**Work order**
With the line containing "Each instance of the weed" as the starting point, output every line of the data below through its final line, character for character.
:: Data ::
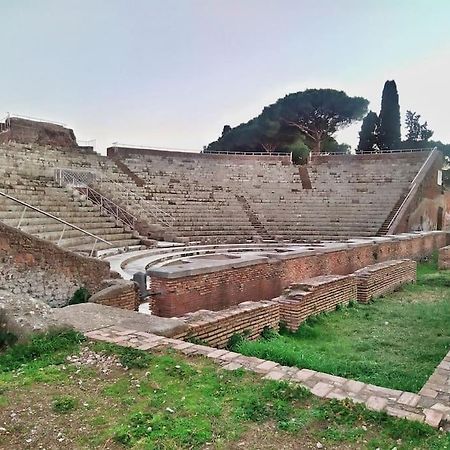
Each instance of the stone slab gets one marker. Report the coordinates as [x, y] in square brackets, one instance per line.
[92, 316]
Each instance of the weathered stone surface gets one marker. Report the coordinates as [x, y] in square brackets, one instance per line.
[92, 316]
[35, 267]
[376, 403]
[21, 314]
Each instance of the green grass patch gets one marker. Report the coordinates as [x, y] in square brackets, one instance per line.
[395, 341]
[167, 401]
[64, 404]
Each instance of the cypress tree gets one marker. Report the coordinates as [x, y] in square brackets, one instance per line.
[389, 135]
[368, 136]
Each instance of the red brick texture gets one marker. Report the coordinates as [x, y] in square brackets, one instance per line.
[313, 296]
[122, 295]
[381, 278]
[216, 328]
[444, 257]
[264, 281]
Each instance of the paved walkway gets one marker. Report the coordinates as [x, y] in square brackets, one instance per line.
[431, 405]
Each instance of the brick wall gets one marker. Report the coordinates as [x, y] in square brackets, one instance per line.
[121, 294]
[216, 328]
[43, 270]
[444, 257]
[222, 289]
[314, 296]
[381, 278]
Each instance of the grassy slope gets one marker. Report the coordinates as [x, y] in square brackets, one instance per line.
[166, 401]
[396, 341]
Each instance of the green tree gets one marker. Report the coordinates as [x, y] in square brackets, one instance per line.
[368, 136]
[416, 131]
[318, 113]
[389, 131]
[313, 115]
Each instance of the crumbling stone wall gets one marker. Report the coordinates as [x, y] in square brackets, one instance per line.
[216, 328]
[29, 265]
[314, 296]
[118, 293]
[264, 281]
[25, 131]
[381, 278]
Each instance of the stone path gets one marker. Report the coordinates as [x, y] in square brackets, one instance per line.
[431, 405]
[435, 393]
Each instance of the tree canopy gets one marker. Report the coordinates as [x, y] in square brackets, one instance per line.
[319, 113]
[313, 116]
[416, 131]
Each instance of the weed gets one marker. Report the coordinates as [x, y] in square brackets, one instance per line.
[49, 348]
[237, 339]
[268, 333]
[81, 295]
[64, 404]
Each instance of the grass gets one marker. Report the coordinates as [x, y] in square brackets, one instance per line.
[166, 401]
[395, 341]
:::
**Written solution**
Each instance of the weed gets one marker. Report the coordinates as [x, y] in square brackets, one instance per line.
[49, 348]
[237, 339]
[268, 333]
[81, 295]
[64, 404]
Each instance of the grass gets one marker. Report the coordinates as [x, y] in square brackets, one instance per line.
[166, 401]
[395, 341]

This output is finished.